Ideally, the entropy is the same size as the key. The source of this entropy is typically a combination of data readily available to the system, possibly transformed by some multiplier or algebraic equation. For example, a randomizer might combine the milliseconds of time since some time in the past divided by the process ID padded to length.

If the time is somewhat randomly calculated (say, randomly chosen between 1,001 and 4,017 seconds ago) and the process ID would be difficult for anyone to predict, you would have an easily generated random key. Some key generation algorithms use wild math to transform keys, but at the heart of entropy is some source of pseudorandom data.

Ultimately, it is desirable to work with asymmetric keys using 256-bit block ciphers where the keys are generated by high entropy randomizers. Today you are unlikely to see this frequently. For large scale systems, processing such calculations can be processor intensive and the management of such schemes can be arduous.

Digital Certificates

Digital certificates, also known as public key certificates, are digital verifications that the sender of an encrypted message is who they claim to be. To obtain a digital certificate, you must apply to a trusted Certificate Authority (CA). The applicant must create a private key and provide a Certificate Signing Request (CSR) to the CA.

Depending on the type of certificate involved, the CA will verify your identity in some manner, which might be as simple as verifying an email account on that domain but could involve the verification of public company documents or even a personal interview.

The CA then issues an encrypted digital certificate containing a public key for the applicant, along with their digital signature and an expiration date. When the applicant receives the encrypted message, they must use the CA’s public key to decrypt the digital certificate attached to the message and verify that it was issued by the CA.

Next, the applicant uses the CA’s public key and identification to encrypt a reply indicating their trust of this encryption. Finally, the server uses its private key to decrypt the response in order to obtain the symmetric public key that will be used for the data exchange. This process is illustrated in Figure 22.4.

Schematic illustration of the process of issuing digital certificates by the certification authority. The server uses its private key to decrypt the response in order to obtain the symmetric public key that will be used for the data exchange.

FIGURE 22.4 Digital Certificates

Public Key Infrastructure (PKI) supports the distribution of these public keys and certificates to enable trusted connections and secure data exchange based on the information from the CA signer. CAs must obtain their own certificates from a higher ranking CA. At the top of this hierarchy there must be a root certificate or self-signed certificate identifying the Root Certificate Authority.

Software such as web browsers may contain CA keys to facilitate the handling of certificates. However, they should also reference a Certificate Revocation List (CRL) or use the Online Certificate Status Protocol (OCSP) to query for revoked certificates. Increasingly, browsers are employing OCSP, but there are still those providers that simply include a CRL with each update of their browser software.

A certificate chain is the list of certificates starting with the root certificate followed by every other certificate where the issuer or signer of one certificate is the subject of the next. While a certificate can have only one issuing CA signature, different certificate chains may exist for some certificates because more than one certificate can be created using the same public key.

Secure certificates should be obtained only from known and respected CAs, or you risk having the certificates revoked. CAs are increasingly pushing Extended Validation (EV) certificates where the identity of the entity is verified much more extensively. EV certificates are no stronger or structurally different than other certificate types, but they imply a greater trust because the site being visited is owned by the certificate holder.

> **SUPPLIED INFORMATION**:
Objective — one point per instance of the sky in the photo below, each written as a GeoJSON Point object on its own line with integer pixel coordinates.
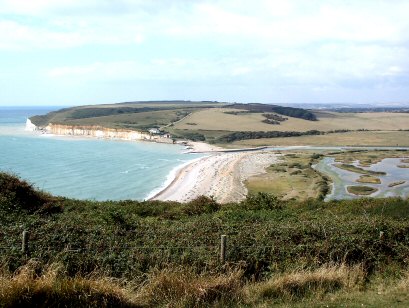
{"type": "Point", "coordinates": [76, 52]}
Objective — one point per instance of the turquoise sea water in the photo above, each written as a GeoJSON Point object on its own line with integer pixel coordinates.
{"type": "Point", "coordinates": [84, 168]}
...
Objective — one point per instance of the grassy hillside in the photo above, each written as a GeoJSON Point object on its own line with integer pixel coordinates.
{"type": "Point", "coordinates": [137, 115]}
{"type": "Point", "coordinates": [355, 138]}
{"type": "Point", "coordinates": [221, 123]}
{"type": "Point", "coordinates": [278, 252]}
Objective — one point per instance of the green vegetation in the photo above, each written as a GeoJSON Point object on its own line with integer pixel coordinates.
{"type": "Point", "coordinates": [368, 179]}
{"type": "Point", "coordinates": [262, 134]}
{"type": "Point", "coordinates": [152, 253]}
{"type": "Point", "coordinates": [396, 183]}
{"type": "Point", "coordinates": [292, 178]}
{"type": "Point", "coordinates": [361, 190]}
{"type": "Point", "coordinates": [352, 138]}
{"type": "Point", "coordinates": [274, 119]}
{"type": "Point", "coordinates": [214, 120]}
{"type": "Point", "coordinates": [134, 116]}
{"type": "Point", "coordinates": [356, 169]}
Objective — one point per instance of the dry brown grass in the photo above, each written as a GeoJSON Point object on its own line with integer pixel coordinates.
* * *
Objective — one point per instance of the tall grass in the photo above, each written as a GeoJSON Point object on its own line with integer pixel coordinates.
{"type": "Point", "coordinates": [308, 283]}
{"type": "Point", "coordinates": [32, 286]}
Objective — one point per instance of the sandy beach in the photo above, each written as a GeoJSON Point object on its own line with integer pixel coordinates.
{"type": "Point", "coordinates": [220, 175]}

> **WRITTEN EXERCISE**:
Reproduce the part of the passage on encryption keys and digital certificates that begins with the words "Depending on the" and stops after "issued by the CA.".

> **SOLUTION BELOW**:
Depending on the type of certificate involved, the CA will verify your identity in some manner, which might be as simple as verifying an email account on that domain but could involve the verification of public company documents or even a personal interview.

The CA then issues an encrypted digital certificate containing a public key for the applicant, along with their digital signature and an expiration date. When the applicant receives the encrypted message, they must use the CA’s public key to decrypt the digital certificate attached to the message and verify that it was issued by the CA.